Collected data entries
══════════════════════════════

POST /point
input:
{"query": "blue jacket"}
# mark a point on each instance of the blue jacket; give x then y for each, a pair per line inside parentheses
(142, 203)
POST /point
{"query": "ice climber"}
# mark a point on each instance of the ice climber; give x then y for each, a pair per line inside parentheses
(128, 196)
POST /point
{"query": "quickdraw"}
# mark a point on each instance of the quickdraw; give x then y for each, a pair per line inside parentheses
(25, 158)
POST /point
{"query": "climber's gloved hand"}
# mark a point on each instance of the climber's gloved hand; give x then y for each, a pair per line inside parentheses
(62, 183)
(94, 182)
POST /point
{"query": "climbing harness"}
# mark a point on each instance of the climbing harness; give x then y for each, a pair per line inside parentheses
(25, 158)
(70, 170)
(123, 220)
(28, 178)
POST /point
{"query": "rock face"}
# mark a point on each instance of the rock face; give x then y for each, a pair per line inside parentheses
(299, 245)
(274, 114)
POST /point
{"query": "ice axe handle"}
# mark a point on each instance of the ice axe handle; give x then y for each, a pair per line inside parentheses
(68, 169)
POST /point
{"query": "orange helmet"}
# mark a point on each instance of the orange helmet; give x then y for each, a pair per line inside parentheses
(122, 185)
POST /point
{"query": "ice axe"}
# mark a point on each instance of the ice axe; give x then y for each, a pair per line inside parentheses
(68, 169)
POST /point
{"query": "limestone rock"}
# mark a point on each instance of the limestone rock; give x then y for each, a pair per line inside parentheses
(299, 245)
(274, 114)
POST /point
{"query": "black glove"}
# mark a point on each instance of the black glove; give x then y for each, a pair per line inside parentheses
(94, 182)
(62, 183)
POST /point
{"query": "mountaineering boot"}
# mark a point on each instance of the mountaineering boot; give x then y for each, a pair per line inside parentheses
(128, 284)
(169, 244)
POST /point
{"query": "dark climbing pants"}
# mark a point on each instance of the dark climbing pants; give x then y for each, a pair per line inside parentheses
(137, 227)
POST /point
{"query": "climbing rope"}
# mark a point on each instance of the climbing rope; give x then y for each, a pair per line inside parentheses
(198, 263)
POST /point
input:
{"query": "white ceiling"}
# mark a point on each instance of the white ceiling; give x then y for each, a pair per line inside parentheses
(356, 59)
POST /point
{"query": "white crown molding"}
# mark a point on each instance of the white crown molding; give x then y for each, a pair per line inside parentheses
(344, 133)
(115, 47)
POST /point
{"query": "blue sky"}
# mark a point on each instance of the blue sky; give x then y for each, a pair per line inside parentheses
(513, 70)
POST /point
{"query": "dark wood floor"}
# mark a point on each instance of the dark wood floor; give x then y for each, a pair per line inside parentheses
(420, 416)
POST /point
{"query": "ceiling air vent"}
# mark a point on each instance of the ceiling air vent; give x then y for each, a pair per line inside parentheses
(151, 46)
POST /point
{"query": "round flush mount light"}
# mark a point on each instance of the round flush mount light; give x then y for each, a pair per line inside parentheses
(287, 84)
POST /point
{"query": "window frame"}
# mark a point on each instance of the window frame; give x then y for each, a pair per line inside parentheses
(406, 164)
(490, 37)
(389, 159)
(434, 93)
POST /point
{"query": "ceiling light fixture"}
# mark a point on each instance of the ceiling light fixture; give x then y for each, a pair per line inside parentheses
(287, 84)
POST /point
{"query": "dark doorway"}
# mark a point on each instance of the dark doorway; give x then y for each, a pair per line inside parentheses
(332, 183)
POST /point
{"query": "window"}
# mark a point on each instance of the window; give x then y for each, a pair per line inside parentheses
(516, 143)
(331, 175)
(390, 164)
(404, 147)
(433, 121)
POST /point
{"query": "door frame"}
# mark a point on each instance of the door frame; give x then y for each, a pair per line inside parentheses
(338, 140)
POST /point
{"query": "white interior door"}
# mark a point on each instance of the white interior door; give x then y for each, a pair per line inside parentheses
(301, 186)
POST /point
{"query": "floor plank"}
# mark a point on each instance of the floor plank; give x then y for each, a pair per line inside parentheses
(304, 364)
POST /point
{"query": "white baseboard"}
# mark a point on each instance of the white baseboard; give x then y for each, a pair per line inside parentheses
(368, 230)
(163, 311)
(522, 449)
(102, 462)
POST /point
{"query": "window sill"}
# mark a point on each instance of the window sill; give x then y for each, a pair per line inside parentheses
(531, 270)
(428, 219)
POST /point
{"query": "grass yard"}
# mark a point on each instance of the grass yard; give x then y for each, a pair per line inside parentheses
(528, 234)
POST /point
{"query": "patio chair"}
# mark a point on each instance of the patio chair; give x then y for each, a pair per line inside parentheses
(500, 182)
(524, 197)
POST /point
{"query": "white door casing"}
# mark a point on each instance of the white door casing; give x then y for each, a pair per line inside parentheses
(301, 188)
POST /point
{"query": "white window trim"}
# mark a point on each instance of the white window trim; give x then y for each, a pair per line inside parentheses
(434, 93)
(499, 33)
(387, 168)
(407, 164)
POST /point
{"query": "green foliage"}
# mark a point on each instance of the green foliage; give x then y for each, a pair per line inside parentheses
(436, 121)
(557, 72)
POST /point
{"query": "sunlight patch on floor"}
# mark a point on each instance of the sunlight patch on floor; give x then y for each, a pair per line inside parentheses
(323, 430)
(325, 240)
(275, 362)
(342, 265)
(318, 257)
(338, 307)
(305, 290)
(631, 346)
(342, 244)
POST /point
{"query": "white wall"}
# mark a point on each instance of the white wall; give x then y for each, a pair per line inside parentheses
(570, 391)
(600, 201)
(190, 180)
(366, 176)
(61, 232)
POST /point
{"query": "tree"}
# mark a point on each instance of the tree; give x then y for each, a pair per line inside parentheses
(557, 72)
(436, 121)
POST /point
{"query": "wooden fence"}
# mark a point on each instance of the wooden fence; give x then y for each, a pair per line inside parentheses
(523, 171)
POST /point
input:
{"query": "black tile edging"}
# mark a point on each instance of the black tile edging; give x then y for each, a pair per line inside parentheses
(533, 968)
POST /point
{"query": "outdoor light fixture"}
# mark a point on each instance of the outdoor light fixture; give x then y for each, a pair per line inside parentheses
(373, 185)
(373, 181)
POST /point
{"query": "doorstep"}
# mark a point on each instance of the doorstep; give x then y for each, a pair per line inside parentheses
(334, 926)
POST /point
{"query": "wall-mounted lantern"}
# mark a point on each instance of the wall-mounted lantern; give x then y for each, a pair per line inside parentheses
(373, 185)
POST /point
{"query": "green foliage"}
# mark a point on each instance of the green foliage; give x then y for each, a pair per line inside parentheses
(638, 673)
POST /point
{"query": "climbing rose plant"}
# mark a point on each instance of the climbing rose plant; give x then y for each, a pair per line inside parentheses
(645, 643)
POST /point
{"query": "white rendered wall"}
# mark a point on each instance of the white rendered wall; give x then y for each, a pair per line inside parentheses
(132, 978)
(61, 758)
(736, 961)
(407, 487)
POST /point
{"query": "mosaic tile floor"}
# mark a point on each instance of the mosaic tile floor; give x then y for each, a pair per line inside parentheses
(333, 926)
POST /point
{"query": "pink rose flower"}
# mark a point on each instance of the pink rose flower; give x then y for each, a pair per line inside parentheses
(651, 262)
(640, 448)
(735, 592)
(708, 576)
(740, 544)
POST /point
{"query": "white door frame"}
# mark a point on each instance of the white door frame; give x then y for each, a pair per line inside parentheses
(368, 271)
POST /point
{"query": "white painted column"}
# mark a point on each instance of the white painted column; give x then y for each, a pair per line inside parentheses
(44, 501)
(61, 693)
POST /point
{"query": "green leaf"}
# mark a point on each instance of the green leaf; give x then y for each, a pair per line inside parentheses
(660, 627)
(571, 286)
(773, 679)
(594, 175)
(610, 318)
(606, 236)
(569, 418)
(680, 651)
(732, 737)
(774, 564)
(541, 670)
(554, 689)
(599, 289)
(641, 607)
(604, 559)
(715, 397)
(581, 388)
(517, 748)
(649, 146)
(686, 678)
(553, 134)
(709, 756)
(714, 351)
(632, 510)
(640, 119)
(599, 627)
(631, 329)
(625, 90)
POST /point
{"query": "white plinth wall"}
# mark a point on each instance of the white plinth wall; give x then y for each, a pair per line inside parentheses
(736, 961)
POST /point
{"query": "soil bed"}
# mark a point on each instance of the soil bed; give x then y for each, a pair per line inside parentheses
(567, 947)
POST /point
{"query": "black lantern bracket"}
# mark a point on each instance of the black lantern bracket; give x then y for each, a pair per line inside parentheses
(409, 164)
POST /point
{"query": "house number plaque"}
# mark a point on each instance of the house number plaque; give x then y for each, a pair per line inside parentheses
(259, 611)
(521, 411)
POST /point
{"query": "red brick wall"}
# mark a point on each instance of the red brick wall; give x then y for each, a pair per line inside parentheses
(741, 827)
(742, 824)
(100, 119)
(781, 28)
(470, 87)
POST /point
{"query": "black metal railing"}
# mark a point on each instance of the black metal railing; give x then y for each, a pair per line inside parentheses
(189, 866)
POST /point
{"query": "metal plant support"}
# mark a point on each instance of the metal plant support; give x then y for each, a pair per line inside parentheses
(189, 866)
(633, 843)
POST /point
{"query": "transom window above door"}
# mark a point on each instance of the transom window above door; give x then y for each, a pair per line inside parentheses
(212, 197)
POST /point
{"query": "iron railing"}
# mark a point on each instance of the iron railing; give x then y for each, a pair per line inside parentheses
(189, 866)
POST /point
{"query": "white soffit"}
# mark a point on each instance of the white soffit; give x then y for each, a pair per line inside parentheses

══════════════════════════════

Aim of the exercise: Report each line of the items above that contains the word "house", copying every such line in full. Treat case as significant.

Answer to the exercise:
{"query": "house number plaque"}
# mark a point on each instance of the house number plaque; give x then y for each, a pair per line inside parentheses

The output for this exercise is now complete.